--- Start of Entries supplied ---

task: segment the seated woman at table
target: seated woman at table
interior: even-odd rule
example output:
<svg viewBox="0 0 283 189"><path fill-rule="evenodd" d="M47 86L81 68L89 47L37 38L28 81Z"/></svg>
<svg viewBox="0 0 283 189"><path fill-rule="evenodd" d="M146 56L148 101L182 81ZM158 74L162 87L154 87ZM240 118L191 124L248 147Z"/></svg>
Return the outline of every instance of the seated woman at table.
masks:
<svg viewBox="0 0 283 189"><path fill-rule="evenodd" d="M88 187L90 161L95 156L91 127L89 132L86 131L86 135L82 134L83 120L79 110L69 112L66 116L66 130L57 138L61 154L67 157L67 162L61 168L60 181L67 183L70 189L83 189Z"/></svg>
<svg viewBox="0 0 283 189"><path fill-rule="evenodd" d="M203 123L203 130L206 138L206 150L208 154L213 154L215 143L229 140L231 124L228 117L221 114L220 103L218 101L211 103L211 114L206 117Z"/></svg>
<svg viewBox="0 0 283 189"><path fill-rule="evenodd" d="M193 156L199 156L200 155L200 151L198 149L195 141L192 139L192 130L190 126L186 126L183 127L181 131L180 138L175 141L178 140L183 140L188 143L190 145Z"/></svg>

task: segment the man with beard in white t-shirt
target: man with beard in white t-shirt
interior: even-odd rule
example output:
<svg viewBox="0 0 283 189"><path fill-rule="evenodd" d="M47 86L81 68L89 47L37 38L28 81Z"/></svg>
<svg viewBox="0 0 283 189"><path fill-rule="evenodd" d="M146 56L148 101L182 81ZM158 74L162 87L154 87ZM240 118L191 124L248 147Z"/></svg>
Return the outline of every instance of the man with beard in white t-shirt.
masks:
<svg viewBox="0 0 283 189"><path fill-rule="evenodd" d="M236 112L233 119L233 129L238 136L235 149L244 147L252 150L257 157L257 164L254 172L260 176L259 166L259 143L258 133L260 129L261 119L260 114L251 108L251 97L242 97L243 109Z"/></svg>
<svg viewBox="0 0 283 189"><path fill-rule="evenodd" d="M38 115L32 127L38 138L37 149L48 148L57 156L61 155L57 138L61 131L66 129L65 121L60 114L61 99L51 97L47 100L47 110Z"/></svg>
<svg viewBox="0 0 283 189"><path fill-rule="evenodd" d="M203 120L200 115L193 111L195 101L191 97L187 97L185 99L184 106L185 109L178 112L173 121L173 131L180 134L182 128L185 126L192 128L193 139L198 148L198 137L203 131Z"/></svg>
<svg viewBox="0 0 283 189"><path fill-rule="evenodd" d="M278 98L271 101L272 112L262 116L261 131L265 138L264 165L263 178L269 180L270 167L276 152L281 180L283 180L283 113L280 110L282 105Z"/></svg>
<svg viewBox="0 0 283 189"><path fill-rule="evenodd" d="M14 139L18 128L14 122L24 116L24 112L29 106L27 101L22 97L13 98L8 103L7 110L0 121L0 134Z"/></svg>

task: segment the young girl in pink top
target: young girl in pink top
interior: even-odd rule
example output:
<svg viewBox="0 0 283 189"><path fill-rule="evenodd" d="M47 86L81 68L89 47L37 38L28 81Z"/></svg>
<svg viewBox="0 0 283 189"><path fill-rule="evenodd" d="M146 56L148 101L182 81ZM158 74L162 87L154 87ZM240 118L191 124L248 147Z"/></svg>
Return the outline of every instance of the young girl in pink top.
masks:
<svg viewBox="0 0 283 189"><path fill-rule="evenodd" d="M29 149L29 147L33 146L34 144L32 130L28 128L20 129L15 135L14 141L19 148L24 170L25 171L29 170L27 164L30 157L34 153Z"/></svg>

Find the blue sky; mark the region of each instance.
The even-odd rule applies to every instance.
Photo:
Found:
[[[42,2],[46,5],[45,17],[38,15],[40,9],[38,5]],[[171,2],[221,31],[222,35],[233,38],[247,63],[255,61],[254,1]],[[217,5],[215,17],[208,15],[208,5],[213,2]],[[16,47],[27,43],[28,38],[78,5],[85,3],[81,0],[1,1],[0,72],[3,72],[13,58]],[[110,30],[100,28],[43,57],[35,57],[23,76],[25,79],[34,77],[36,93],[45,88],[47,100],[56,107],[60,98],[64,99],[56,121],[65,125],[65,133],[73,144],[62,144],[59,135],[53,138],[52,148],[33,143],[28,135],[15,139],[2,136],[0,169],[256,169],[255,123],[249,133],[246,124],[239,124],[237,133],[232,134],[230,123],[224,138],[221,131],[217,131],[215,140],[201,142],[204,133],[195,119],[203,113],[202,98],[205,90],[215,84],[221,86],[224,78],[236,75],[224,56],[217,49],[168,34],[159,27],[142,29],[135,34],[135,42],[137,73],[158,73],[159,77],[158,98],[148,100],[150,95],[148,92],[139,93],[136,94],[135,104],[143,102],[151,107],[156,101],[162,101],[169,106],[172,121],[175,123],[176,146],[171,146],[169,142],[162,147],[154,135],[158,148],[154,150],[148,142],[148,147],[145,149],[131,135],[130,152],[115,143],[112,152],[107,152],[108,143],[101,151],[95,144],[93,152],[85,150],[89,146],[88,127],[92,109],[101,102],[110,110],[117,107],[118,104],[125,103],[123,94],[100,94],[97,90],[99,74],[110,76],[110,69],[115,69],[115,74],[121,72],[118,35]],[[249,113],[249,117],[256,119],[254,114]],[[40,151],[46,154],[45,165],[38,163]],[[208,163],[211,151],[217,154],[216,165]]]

--- End of Entries supplied ---

### [Problem details]
Please lay out every line of the items above as a numbered list, leaving out the blank lines.

### [Exercise answer]
1. task: segment the seated woman at table
2. target: seated woman at table
3. interior: even-odd rule
4. example output:
5. <svg viewBox="0 0 283 189"><path fill-rule="evenodd" d="M47 86L81 68L89 47L37 38L28 81Z"/></svg>
6. <svg viewBox="0 0 283 189"><path fill-rule="evenodd" d="M146 56L148 101L182 81ZM158 74L162 87L154 87ZM240 118L191 124L248 147Z"/></svg>
7. Return the outline of every instance of the seated woman at table.
8. masks:
9. <svg viewBox="0 0 283 189"><path fill-rule="evenodd" d="M88 187L90 161L95 156L91 127L89 132L86 131L86 135L82 134L83 120L79 110L69 112L66 116L66 130L57 138L61 154L67 157L67 162L61 168L60 181L67 183L70 189L83 189Z"/></svg>
10. <svg viewBox="0 0 283 189"><path fill-rule="evenodd" d="M203 123L203 130L206 138L206 150L208 154L213 154L215 143L229 140L231 124L228 117L221 114L220 103L218 101L211 103L211 114L206 117Z"/></svg>
11. <svg viewBox="0 0 283 189"><path fill-rule="evenodd" d="M193 156L199 156L200 155L200 151L198 149L195 141L192 139L192 130L190 126L186 126L183 127L181 131L180 138L175 141L178 140L183 140L188 143L190 145Z"/></svg>
12. task: segment the man with beard in white t-shirt
13. target: man with beard in white t-shirt
14. interior: even-odd rule
15. example output:
16. <svg viewBox="0 0 283 189"><path fill-rule="evenodd" d="M47 86L81 68L89 47L37 38L28 81Z"/></svg>
17. <svg viewBox="0 0 283 189"><path fill-rule="evenodd" d="M146 56L148 101L182 81ZM158 74L162 87L154 87ZM240 118L191 124L248 147Z"/></svg>
18. Return the outline of every instance of the man with beard in white t-shirt.
19. masks:
20. <svg viewBox="0 0 283 189"><path fill-rule="evenodd" d="M236 112L233 119L233 129L238 136L235 149L244 147L252 150L257 157L257 164L254 172L260 176L259 166L259 143L258 133L260 129L261 119L260 114L251 108L251 97L242 97L243 109Z"/></svg>
21. <svg viewBox="0 0 283 189"><path fill-rule="evenodd" d="M38 115L32 127L38 138L37 149L48 148L57 156L61 155L57 138L61 131L66 129L65 121L60 114L61 99L51 97L47 100L47 110Z"/></svg>
22. <svg viewBox="0 0 283 189"><path fill-rule="evenodd" d="M203 120L200 115L193 111L195 101L191 97L187 97L185 99L184 106L185 109L178 112L173 121L173 131L180 134L182 128L185 126L192 128L193 139L198 148L198 137L203 131Z"/></svg>
23. <svg viewBox="0 0 283 189"><path fill-rule="evenodd" d="M278 98L271 101L272 112L262 116L261 131L265 138L264 165L263 178L269 180L270 167L276 152L281 180L283 180L283 113L280 110L282 105Z"/></svg>
24. <svg viewBox="0 0 283 189"><path fill-rule="evenodd" d="M14 139L18 128L14 122L24 116L24 112L29 106L27 101L22 97L13 98L8 103L7 110L0 121L0 134Z"/></svg>
25. task: segment the young girl in pink top
26. target: young girl in pink top
27. interior: even-odd rule
28. example output:
29. <svg viewBox="0 0 283 189"><path fill-rule="evenodd" d="M47 86L81 68L89 47L37 38L28 81Z"/></svg>
30. <svg viewBox="0 0 283 189"><path fill-rule="evenodd" d="M146 56L148 101L182 81ZM158 74L162 87L154 87ZM240 118L191 124L248 147Z"/></svg>
31. Return the outline of every instance of the young girl in pink top.
32. masks:
33. <svg viewBox="0 0 283 189"><path fill-rule="evenodd" d="M29 149L29 147L33 146L34 144L32 130L28 128L20 129L15 135L14 141L19 148L24 170L25 171L29 170L27 164L30 157L34 153Z"/></svg>
34. Find the blue sky; mark the region of each instance.
35. The even-odd rule applies to every instance.
36. Photo:
37. Found:
38. [[[42,2],[46,5],[45,17],[38,15],[40,9],[38,5]],[[171,2],[221,31],[222,35],[233,38],[247,63],[255,61],[254,1]],[[217,5],[215,17],[208,15],[208,5],[213,2]],[[16,47],[27,43],[28,38],[78,5],[85,3],[81,0],[1,1],[0,72],[3,72],[13,58]],[[110,30],[100,28],[43,57],[35,57],[23,76],[25,79],[34,77],[36,93],[45,88],[47,100],[56,107],[60,98],[64,99],[56,121],[65,125],[65,133],[73,144],[62,144],[59,135],[53,138],[52,148],[33,143],[28,135],[15,139],[2,136],[0,169],[256,169],[255,123],[249,133],[246,124],[239,124],[237,133],[232,134],[230,123],[224,138],[221,131],[217,131],[215,140],[201,142],[204,133],[195,119],[203,113],[202,98],[205,90],[215,84],[221,86],[224,78],[236,75],[224,56],[217,49],[168,34],[159,27],[142,29],[135,34],[135,42],[137,73],[158,73],[159,77],[158,98],[148,100],[150,95],[148,92],[139,93],[136,94],[135,104],[143,102],[151,107],[156,101],[162,101],[169,106],[172,121],[175,123],[176,146],[171,146],[169,142],[162,147],[154,135],[158,148],[154,150],[148,142],[148,147],[145,149],[131,135],[130,152],[115,143],[112,152],[107,152],[108,143],[101,151],[95,144],[93,152],[85,150],[89,146],[88,127],[92,109],[101,102],[110,110],[117,107],[118,104],[125,103],[123,94],[100,94],[97,90],[99,74],[110,76],[110,69],[115,69],[115,74],[121,72],[118,35]],[[249,113],[249,117],[256,119],[254,114]],[[40,151],[46,154],[45,165],[38,163]],[[208,163],[211,151],[217,154],[216,165]]]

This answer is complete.